>> begin PASSAGE PROVIDED

Anyone who loves the Hammond organ knows the sound. But it’s not the organ alone that creates this unmistakable sound of cathedral-like pulsating and shimmering tremolo. This sound is produced by the Leslie Cabinet connected to the organ, a special two-channel loudspeaker from the 1940s, which reproduces the high and low frequencies separately onto mechanically spinning components which characteristically deflect the sound. Electronic simulations of the legendary Leslie effect are often said to be not realistic enough. We think this is a myth. Today’s market offers a selection of effect devices for keyboardists and guitarists who are especially interested in emulating the sound of the famous “rotor cabinet”, and some brands are perfecting it. Read on…
And so it rotates…
The spinning of the components inside this magic cabinet results in a special modulation of the pitch by exploiting the Doppler effect, which, depending on the speed of rotation, produces either a pulse effect or a special vibrato. The organ cabinet invented by the American Don Leslie allows its sound deflectors to rotate at two speeds: CHORALE (approx. 48 rpm) for a slow pulse and TREMOLO (approx. 380 rpm). In the STOP position the deflectors do not rotate:
In addition to the impressive sound produced during rotation, the effects known as “rise” and “fall” are a typical and fascinating characteristic of mechanical sound deflection. Due to the weight differences between the two sound deflectors, one for bass frequencies (the drum or rotor) and the other for high frequencies (the horn), interesting effects are created when changing the speeds, since the bass rotor always accelerates and decelerates more slowly than the high frequency horn. You can hear the rise and fall effects in the first 23 seconds of this video:
Not just for the organ!

>> end PASSAGE PROVIDED

_EXERCISES TO COMPLETE_
a: In the Leslie cabinet passage, what is the approximate rotation speed in the TREMOLO setting?
b: Please extend the Leslie cabinet passage, carrying on from its last line.

>> begin RECORDS PROVIDED

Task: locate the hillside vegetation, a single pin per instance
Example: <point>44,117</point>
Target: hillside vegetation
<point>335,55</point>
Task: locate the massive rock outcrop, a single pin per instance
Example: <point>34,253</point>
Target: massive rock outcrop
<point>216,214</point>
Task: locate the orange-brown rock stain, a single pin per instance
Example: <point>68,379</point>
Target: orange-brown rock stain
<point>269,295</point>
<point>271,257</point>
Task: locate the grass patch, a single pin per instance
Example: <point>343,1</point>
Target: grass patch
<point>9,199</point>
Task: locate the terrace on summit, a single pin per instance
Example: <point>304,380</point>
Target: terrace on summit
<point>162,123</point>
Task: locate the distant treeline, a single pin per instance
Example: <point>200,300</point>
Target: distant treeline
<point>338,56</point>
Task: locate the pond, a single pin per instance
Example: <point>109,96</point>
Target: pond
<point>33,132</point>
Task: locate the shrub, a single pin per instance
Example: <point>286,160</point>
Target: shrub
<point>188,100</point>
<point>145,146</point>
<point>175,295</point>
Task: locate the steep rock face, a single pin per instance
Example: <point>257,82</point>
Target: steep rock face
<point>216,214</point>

>> end RECORDS PROVIDED

_RESPONSES PER TASK_
a: About 380 rpm.

b:
Guitarists also use this powerful sound spinner, which can take their guitar sound to new dimensions. In the 1970s, only a few manufacturers tried the electronic simulation of the Leslie effect, which was only possible to a limited extent with analogue technology. Digital technology provided the springboard for further intensive developments, which can now be seen both in software and hardware. Today, in addition to perfect Hammond clones, there are also standalone effect devices which are much smaller, lighter and cheaper and reproduce the old Leslie effect surprisingly well. This makes it much easier for keyboardists and guitarists alike to take the famous sound with them on stage or into the studio.
To give you an idea of what the market has to offer, here are the 5 best ‘Rotary Speaker’ effect pedals ranging from just under €400 to less than €40! 👇
With the Ventilator II, the German manufacturer Neo Instruments sets the bar high for electronic Leslie simulation, now you can hear the Leslie in back-pocket-sized format! This pedal uses complex modelling algorithms to emulate a Leslie 122 rotor cabinet mic’ed with three mics – one for the bass and two for the treble rotor – as is common practice. Both rotation units can be adjusted independently. In addition to a drive section for an authentic overdrive effect, the Ventilator II also offers control of rotor speed and mix via an expression pedal and can be operated from an external remote switch.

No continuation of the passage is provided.